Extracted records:
* Begin *
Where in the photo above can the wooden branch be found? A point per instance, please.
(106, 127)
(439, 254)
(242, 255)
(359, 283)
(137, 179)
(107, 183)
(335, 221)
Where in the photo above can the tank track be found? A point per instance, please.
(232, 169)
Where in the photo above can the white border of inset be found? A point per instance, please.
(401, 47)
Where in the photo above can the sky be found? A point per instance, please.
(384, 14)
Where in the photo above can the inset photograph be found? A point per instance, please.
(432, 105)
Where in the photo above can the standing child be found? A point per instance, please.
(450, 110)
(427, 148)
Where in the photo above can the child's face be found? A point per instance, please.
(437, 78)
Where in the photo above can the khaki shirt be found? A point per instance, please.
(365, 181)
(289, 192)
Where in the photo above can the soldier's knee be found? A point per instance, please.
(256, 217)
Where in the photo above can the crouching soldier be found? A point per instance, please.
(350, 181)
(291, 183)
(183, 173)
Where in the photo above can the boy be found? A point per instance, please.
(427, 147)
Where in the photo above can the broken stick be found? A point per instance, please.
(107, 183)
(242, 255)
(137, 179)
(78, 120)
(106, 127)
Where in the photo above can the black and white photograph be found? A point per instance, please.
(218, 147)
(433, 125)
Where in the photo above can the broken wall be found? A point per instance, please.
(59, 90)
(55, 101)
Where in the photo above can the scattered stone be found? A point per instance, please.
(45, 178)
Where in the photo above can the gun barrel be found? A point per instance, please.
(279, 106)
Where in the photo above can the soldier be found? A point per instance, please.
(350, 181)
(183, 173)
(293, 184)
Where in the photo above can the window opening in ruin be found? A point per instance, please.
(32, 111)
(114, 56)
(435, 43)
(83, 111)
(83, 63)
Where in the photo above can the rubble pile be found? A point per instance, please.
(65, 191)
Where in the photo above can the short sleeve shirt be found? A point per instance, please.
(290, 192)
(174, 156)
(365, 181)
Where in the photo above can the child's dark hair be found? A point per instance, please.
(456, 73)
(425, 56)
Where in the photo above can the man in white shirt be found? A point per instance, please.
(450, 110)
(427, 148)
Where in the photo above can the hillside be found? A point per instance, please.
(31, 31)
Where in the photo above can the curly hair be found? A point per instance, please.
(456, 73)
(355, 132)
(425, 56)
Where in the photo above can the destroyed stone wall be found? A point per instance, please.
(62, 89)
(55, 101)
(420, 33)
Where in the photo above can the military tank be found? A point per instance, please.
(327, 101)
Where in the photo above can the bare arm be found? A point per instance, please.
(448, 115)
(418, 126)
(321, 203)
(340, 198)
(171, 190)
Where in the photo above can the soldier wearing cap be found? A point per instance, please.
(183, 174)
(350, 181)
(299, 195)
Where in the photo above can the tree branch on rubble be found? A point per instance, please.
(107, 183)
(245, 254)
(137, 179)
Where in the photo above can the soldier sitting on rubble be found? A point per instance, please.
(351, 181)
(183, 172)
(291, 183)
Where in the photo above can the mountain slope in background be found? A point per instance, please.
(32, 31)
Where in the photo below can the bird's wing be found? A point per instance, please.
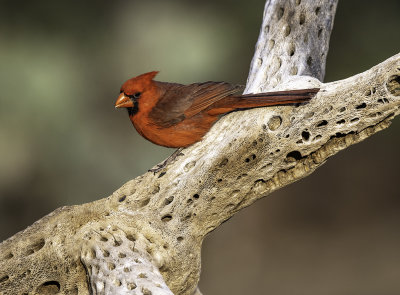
(184, 101)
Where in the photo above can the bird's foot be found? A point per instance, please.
(167, 161)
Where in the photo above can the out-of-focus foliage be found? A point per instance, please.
(62, 142)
* End *
Work to do: Reproduce the listing above word for word, from its first line to its last. Leave the pictures out of your reply.

Reply to the task:
Where in the photo above can the wooden branch be found? A point per instance, please.
(106, 127)
(439, 254)
(242, 255)
(359, 283)
(137, 179)
(107, 183)
(335, 221)
Where in the photo above can the tank track be found? A point per instance, please.
(232, 169)
Where in the photo above can the white border of inset be found? A point per instance, please.
(401, 47)
Where in the photo above can the sky be found? A point per instance, please.
(384, 14)
Where in the photo above can the inset photograph be found? A point per instance, please.
(432, 105)
Where in the photo above can the standing child be found? A point per instance, please.
(450, 110)
(427, 148)
Where in the photo above can the child's face be found? A point per instance, please.
(437, 78)
Where in the photo above can the khaki shirt be found? A point per instance, please.
(365, 181)
(289, 192)
Where in the photo above can the soldier's knee be found? A point per instance, please.
(256, 217)
Where in the photo above can the crouching soldier be found? A point per instance, please.
(350, 181)
(291, 183)
(183, 173)
Where in the photo above can the boy be found? A point per instance, please.
(427, 147)
Where in the photo above can the broken stick be found? A point per instance, please.
(107, 183)
(242, 255)
(137, 179)
(78, 120)
(106, 127)
Where in the photo above can the black and white photograph be found? A point per instance, please.
(218, 147)
(433, 125)
Where in the photo above can the broken wall be found? A point per instance, please.
(59, 90)
(55, 101)
Where in the photo above can the scattered stone be found? A point per instance, please.
(45, 178)
Where in the photo above can the gun barrel be found? A point per instance, please.
(279, 106)
Where in the photo above can the soldier be found? A point per instance, please.
(350, 181)
(183, 173)
(293, 184)
Where in the photo above can the window opening in ruin be found? A point per instance, please.
(32, 111)
(114, 56)
(435, 43)
(83, 111)
(83, 63)
Where in the photo above can the rubble pile be found? A point per instance, please.
(65, 191)
Where in the photo above can the short sleeve shirt be found? A point per instance, please.
(290, 192)
(174, 156)
(365, 181)
Where in the photo above can the child's dark hair be found? A point per instance, please.
(456, 73)
(425, 56)
Where in the photo above can the man in white shirt be found? A point per instance, please.
(450, 110)
(427, 148)
Where in the photo above can the hillside be found? A point per instance, please.
(31, 31)
Where in the photo above can the curly hair be found? A point per instance, please.
(456, 73)
(355, 132)
(425, 56)
Where in the photo above can the destroyed stone wall be found? A point per instance, please.
(62, 89)
(55, 101)
(420, 33)
Where in the photo above can the military tank be found? A point per instance, please.
(327, 101)
Where in the photo above can the bare arm be found? A point per instance, please.
(448, 115)
(418, 126)
(321, 203)
(340, 198)
(171, 190)
Where in the photo above can the soldier wearing cap be found? A point per instance, please.
(183, 174)
(350, 181)
(299, 195)
Where in the photo above can the tree branch on rubble be found? A point per instance, please.
(107, 183)
(245, 254)
(137, 179)
Where in the photo above can the soldier sitting on rubble be found? A point per instance, please.
(351, 181)
(183, 172)
(291, 183)
Where in the photo above can the mountain slope in background be found? A point per instance, please.
(32, 31)
Where in the photo below can the bird's wing be found? A point per instance, please.
(184, 101)
Where in the photo above can the bird's foot be found? A point per instance, please.
(167, 161)
Where in the photo above can the out-of-focus foliage be found? A point per instance, please.
(62, 142)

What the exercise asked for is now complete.